[Start of Exercise materials]

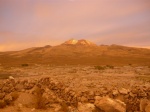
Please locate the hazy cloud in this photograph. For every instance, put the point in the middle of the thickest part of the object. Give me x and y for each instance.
(29, 23)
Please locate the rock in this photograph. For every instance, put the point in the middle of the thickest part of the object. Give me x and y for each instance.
(11, 78)
(123, 91)
(8, 99)
(115, 92)
(27, 100)
(32, 110)
(147, 108)
(2, 95)
(143, 104)
(19, 87)
(109, 105)
(6, 89)
(2, 104)
(84, 99)
(87, 107)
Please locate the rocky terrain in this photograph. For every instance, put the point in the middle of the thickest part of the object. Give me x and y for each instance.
(47, 88)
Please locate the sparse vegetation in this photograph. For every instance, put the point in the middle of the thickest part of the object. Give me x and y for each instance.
(40, 101)
(100, 67)
(24, 65)
(6, 75)
(110, 66)
(2, 104)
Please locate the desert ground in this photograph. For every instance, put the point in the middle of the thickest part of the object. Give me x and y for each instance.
(48, 88)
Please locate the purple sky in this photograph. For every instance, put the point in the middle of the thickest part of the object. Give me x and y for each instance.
(30, 23)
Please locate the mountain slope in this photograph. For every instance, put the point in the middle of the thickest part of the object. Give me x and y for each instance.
(78, 52)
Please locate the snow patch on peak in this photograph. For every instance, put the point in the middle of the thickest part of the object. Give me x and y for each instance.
(78, 42)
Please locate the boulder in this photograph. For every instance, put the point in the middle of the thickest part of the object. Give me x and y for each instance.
(109, 105)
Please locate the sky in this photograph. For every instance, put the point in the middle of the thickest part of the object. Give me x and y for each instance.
(33, 23)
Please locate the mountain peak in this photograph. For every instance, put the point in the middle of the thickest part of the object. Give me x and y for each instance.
(79, 42)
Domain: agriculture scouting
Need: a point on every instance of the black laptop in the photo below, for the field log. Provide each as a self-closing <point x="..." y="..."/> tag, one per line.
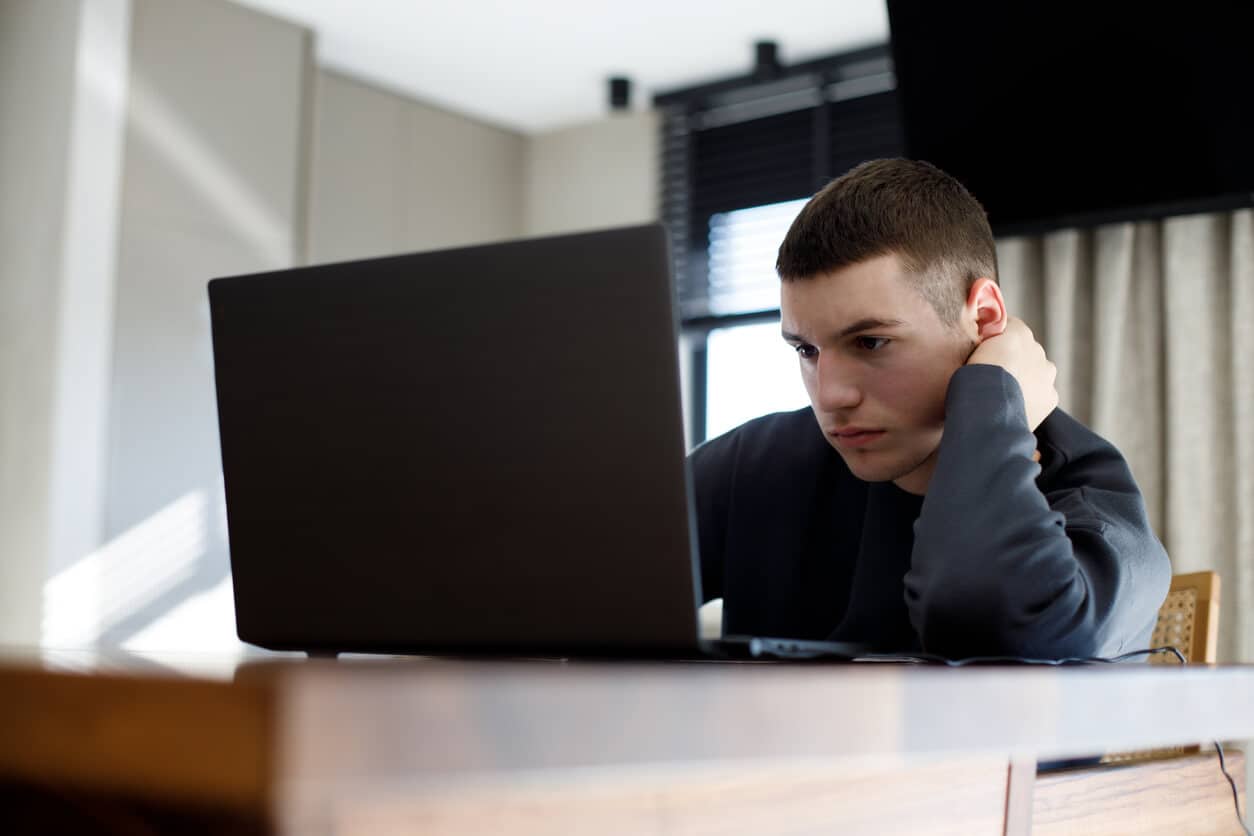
<point x="468" y="451"/>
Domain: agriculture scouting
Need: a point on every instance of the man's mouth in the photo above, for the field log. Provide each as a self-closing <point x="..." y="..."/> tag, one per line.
<point x="854" y="436"/>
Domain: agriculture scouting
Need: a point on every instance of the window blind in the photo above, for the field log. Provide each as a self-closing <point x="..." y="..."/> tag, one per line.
<point x="740" y="156"/>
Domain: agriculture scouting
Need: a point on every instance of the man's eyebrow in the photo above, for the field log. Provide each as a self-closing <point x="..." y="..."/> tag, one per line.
<point x="869" y="323"/>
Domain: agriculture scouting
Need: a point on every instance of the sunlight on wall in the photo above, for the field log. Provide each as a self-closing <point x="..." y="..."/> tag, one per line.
<point x="110" y="584"/>
<point x="236" y="201"/>
<point x="197" y="624"/>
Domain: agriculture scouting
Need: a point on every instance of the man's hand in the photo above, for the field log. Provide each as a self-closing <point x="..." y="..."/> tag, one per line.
<point x="1018" y="352"/>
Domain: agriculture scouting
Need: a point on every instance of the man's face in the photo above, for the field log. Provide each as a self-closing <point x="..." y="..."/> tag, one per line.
<point x="877" y="360"/>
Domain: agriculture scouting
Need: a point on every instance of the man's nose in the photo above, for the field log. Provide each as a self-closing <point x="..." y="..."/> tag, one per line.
<point x="838" y="389"/>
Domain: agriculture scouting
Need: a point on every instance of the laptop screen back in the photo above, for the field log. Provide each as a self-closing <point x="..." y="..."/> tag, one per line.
<point x="478" y="449"/>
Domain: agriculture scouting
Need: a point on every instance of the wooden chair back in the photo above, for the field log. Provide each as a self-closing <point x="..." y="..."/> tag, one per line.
<point x="1189" y="619"/>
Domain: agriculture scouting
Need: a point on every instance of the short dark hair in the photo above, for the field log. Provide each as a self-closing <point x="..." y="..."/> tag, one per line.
<point x="895" y="206"/>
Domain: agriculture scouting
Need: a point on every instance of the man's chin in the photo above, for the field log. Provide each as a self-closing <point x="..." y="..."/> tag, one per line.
<point x="883" y="470"/>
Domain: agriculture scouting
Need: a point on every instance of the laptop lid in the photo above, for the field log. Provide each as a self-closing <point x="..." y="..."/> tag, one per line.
<point x="468" y="450"/>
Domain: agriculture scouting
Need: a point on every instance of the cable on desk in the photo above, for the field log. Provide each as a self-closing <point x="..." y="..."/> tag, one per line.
<point x="1018" y="659"/>
<point x="1237" y="797"/>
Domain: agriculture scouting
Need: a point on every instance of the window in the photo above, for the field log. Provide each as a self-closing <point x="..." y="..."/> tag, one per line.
<point x="739" y="159"/>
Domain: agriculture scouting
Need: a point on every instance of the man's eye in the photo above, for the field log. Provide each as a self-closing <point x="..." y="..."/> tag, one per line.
<point x="870" y="344"/>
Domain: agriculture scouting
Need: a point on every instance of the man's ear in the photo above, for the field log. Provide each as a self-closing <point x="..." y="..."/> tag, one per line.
<point x="985" y="312"/>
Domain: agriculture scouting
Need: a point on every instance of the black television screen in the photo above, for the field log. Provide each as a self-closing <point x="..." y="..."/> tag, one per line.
<point x="1065" y="114"/>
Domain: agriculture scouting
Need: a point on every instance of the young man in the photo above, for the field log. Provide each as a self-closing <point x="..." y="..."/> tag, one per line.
<point x="933" y="498"/>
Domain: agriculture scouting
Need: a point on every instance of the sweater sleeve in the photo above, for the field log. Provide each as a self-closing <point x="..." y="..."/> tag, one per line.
<point x="1001" y="569"/>
<point x="712" y="468"/>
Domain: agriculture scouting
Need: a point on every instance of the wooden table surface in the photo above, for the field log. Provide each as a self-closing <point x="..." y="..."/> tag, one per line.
<point x="289" y="735"/>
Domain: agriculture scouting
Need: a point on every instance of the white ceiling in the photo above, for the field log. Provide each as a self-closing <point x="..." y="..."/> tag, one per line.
<point x="539" y="64"/>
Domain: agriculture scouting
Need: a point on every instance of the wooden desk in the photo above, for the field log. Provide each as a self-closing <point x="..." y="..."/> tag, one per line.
<point x="465" y="747"/>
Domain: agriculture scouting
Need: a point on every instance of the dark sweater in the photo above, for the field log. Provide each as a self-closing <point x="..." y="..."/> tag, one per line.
<point x="1002" y="557"/>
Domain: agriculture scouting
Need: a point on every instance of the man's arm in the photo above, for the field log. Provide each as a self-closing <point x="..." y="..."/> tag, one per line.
<point x="1000" y="569"/>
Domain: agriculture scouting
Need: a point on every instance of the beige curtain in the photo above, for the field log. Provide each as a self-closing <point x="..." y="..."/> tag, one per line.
<point x="1151" y="326"/>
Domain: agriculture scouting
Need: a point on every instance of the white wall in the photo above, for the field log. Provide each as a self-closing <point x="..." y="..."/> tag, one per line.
<point x="213" y="183"/>
<point x="146" y="147"/>
<point x="597" y="174"/>
<point x="38" y="48"/>
<point x="391" y="174"/>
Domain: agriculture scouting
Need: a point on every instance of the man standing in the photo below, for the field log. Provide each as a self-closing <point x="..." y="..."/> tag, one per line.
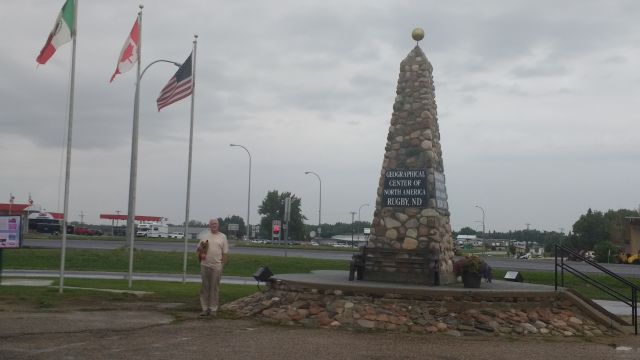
<point x="212" y="250"/>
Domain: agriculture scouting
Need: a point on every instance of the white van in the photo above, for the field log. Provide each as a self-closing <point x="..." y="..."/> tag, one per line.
<point x="158" y="230"/>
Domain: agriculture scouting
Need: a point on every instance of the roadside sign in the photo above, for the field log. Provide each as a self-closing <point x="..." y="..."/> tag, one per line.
<point x="10" y="232"/>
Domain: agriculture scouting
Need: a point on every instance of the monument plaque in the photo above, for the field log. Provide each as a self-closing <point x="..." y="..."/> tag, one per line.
<point x="404" y="188"/>
<point x="411" y="238"/>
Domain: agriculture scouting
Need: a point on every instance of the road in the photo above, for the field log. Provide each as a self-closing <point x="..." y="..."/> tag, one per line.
<point x="170" y="245"/>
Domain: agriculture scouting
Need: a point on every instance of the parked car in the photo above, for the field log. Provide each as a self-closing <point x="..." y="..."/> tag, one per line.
<point x="87" y="231"/>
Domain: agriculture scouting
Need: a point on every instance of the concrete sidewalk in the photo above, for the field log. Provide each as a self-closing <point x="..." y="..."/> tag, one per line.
<point x="237" y="280"/>
<point x="42" y="278"/>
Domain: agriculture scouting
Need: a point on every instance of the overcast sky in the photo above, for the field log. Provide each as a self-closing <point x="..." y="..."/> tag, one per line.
<point x="537" y="106"/>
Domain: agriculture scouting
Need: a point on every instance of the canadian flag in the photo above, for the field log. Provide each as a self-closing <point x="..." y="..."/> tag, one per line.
<point x="129" y="53"/>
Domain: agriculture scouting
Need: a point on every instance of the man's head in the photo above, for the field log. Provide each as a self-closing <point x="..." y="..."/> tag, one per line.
<point x="214" y="226"/>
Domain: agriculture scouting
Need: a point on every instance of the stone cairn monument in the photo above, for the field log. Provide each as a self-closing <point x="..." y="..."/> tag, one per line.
<point x="411" y="237"/>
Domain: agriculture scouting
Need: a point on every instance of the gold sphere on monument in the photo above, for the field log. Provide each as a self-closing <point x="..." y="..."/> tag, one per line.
<point x="417" y="34"/>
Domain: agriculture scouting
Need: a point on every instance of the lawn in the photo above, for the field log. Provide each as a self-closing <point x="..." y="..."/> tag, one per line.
<point x="157" y="262"/>
<point x="239" y="265"/>
<point x="185" y="294"/>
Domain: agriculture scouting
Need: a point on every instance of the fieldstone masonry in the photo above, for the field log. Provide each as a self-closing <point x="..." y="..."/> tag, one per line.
<point x="411" y="220"/>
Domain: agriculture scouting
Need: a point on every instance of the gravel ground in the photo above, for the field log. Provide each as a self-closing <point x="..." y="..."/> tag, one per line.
<point x="150" y="333"/>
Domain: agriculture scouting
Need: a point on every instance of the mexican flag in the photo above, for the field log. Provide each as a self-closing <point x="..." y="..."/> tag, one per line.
<point x="62" y="32"/>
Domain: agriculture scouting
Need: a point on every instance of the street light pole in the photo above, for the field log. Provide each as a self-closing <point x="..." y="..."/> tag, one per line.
<point x="319" y="202"/>
<point x="483" y="229"/>
<point x="248" y="228"/>
<point x="360" y="208"/>
<point x="134" y="157"/>
<point x="353" y="213"/>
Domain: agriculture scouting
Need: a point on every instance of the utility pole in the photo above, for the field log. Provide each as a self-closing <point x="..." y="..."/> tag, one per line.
<point x="353" y="214"/>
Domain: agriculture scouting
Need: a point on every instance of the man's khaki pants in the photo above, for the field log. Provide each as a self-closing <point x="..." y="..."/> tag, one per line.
<point x="209" y="289"/>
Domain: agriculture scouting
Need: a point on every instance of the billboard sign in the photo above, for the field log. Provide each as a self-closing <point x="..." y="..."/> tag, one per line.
<point x="10" y="232"/>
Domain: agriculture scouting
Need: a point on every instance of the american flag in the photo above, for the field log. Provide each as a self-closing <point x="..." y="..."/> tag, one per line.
<point x="179" y="86"/>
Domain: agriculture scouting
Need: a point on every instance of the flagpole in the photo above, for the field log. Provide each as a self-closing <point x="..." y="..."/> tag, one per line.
<point x="65" y="211"/>
<point x="134" y="154"/>
<point x="193" y="97"/>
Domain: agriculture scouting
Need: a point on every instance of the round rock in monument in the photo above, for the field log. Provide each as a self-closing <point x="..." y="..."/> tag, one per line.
<point x="417" y="34"/>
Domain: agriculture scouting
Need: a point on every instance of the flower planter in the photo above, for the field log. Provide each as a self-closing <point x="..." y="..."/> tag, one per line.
<point x="471" y="280"/>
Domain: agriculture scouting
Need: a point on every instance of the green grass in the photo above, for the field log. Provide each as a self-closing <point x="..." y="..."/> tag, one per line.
<point x="239" y="265"/>
<point x="161" y="292"/>
<point x="157" y="262"/>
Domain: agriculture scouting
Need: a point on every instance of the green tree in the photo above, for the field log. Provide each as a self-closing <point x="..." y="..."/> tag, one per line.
<point x="272" y="208"/>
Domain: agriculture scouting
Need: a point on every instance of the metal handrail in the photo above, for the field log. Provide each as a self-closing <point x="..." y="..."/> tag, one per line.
<point x="631" y="301"/>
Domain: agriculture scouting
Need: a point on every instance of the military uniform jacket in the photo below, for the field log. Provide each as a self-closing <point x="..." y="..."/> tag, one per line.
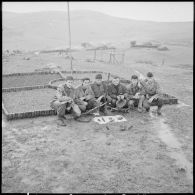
<point x="132" y="90"/>
<point x="88" y="93"/>
<point x="98" y="90"/>
<point x="63" y="92"/>
<point x="114" y="91"/>
<point x="150" y="87"/>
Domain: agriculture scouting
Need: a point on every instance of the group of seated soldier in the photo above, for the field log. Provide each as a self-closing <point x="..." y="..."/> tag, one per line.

[End of Exercise materials]

What this task involves: Find every line in the items above that contains the word "back", and copy each of those lines in full.

The output:
Need: a point on every instance of the laptop screen back in the photo above, for the field log. Provide each as a self-closing <point x="..." y="..."/> tag, one per line.
Need: a point on every instance of the wooden chair back in the photo above, for the field log. Provide each as a self-closing <point x="..." y="..."/> tag, one per line.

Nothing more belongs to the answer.